▸ WHAT IS REQUIRED
Find each line in the material below that contains the word "white" and copy those lines out.
──────── EXTRACTED INFORMATION
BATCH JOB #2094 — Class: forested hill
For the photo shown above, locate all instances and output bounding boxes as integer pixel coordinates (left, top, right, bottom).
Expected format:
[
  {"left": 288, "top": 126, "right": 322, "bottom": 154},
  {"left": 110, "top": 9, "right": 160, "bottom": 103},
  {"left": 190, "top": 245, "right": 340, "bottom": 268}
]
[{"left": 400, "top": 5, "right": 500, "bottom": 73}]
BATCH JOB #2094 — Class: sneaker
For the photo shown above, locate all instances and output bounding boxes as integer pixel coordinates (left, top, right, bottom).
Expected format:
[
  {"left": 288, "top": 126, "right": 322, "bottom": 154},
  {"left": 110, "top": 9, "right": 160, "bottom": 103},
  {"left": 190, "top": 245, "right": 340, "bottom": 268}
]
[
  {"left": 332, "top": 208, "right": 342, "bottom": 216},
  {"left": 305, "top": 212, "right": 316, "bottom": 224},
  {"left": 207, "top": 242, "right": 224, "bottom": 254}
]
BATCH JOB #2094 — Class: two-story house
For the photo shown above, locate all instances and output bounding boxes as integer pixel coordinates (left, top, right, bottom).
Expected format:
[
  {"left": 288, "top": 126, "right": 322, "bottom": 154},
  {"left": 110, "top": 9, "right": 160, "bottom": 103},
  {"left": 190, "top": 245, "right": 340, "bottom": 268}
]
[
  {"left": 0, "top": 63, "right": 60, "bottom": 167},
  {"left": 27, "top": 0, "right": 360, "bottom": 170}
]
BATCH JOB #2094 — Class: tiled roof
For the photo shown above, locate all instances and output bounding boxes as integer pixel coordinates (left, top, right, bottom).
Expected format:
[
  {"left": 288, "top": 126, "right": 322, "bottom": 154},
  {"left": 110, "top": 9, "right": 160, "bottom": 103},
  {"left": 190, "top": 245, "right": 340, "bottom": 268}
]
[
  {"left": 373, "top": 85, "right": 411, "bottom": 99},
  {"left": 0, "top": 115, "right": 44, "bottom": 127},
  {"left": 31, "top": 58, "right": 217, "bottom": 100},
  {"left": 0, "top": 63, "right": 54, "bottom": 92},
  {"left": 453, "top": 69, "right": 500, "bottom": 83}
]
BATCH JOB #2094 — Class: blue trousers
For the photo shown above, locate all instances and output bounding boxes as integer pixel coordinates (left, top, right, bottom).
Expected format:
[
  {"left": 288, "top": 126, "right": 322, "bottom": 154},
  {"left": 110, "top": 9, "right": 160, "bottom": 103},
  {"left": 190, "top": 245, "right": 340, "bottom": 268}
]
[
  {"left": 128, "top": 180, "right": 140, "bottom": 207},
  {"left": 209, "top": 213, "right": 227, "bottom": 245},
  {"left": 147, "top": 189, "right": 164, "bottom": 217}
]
────────────────
──────── EXTRACTED INFORMATION
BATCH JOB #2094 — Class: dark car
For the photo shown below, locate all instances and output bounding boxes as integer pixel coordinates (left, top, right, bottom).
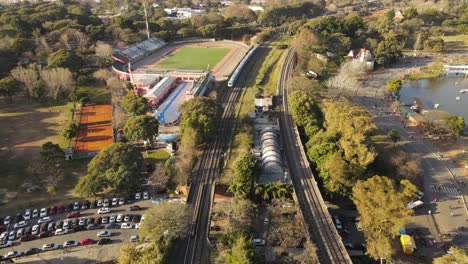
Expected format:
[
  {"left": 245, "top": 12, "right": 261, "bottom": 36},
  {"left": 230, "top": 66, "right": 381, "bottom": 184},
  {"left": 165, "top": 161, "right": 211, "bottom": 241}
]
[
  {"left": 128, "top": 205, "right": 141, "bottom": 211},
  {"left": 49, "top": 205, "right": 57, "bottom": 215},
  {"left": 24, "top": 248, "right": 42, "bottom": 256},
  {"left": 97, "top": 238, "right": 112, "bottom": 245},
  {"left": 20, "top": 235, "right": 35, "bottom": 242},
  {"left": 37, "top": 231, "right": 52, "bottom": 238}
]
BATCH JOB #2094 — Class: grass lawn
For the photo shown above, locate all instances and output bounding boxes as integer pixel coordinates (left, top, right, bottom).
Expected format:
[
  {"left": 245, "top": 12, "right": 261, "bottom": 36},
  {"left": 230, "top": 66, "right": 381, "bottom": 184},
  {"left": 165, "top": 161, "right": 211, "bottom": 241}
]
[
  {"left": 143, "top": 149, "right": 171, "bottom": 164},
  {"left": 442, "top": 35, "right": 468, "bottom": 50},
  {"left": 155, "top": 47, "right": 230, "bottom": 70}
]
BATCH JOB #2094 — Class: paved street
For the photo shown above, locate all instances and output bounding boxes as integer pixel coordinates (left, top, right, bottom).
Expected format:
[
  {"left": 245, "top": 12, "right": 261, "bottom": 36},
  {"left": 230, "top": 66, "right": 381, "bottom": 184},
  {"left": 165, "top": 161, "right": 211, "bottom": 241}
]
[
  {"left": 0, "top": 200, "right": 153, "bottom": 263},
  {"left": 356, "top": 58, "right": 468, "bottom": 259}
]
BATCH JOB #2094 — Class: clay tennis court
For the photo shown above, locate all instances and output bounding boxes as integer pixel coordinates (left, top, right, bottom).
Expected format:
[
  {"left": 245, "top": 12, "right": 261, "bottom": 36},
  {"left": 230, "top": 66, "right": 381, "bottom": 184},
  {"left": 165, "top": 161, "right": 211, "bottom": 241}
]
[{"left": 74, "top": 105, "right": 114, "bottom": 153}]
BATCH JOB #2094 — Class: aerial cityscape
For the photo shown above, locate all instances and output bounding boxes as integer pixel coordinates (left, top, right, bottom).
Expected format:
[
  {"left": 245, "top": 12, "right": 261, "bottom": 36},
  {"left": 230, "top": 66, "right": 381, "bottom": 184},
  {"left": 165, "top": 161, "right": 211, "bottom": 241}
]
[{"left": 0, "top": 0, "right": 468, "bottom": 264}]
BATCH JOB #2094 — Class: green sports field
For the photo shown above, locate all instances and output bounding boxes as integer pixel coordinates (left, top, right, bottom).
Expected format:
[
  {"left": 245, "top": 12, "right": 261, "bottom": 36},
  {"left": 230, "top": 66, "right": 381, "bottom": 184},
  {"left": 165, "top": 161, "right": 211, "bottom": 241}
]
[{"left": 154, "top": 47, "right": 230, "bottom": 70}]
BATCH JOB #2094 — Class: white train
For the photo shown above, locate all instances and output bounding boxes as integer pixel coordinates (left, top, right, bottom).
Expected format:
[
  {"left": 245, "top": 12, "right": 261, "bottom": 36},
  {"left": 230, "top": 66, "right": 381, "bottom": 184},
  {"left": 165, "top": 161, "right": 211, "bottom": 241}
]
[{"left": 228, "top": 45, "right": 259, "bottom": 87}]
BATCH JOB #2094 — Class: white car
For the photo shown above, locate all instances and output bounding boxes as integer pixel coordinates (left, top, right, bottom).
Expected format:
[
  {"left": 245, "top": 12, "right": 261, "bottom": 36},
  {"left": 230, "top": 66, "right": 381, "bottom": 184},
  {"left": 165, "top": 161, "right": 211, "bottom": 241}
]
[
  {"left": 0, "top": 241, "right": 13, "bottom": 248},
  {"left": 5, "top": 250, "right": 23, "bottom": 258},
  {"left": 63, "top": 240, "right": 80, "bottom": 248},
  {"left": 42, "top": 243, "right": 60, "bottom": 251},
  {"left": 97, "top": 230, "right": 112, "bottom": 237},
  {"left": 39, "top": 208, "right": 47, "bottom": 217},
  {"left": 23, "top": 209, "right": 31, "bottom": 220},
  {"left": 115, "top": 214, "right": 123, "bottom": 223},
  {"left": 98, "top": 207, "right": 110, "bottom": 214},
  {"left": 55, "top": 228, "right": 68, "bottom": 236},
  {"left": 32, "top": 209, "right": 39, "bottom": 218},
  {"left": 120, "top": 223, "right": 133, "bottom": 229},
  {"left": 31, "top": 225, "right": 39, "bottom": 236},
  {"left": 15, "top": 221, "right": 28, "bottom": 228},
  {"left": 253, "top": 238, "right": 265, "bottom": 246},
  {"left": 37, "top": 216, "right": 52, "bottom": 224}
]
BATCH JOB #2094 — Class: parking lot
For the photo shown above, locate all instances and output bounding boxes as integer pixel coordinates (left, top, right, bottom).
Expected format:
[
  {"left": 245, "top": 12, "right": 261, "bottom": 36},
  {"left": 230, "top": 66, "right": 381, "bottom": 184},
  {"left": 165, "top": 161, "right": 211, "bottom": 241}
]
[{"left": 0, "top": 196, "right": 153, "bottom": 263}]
────────────────
──────── EXTRACTED INFORMATION
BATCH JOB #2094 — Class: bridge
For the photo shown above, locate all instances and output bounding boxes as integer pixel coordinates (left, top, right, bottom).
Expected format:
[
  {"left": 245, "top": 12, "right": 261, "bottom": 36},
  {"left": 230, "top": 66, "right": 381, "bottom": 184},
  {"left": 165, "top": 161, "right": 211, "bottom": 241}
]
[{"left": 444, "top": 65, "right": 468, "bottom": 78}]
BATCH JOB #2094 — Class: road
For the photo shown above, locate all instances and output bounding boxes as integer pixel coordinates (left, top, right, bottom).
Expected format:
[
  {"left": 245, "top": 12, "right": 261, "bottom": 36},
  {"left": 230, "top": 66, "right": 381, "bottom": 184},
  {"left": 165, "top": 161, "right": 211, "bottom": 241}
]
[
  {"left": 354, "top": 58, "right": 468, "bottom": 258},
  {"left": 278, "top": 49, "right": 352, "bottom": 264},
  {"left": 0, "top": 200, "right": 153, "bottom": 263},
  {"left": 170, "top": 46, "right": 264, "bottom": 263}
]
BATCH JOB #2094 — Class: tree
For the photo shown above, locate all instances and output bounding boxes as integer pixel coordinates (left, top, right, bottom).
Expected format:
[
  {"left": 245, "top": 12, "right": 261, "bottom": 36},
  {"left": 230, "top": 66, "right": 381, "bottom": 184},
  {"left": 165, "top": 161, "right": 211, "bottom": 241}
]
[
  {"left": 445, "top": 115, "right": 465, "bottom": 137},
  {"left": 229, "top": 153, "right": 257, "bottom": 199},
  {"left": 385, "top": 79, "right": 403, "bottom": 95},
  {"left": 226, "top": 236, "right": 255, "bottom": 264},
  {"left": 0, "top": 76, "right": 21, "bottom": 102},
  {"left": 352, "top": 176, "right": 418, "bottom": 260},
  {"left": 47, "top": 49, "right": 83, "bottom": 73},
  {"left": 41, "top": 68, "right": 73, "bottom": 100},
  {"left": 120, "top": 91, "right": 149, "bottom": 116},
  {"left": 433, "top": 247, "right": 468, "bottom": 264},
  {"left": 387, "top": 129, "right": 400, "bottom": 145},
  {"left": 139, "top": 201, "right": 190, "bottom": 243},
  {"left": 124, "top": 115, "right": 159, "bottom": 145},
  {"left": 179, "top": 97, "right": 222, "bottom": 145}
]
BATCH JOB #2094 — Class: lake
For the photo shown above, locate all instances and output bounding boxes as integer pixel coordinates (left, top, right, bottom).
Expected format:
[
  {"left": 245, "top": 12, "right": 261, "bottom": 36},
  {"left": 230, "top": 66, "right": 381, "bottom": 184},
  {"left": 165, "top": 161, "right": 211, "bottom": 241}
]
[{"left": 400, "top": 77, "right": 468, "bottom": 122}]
────────────────
▸ THE OUTPUT
BATCH JOB #2094 — Class: white train
BATCH JOB #2094 — Class: white car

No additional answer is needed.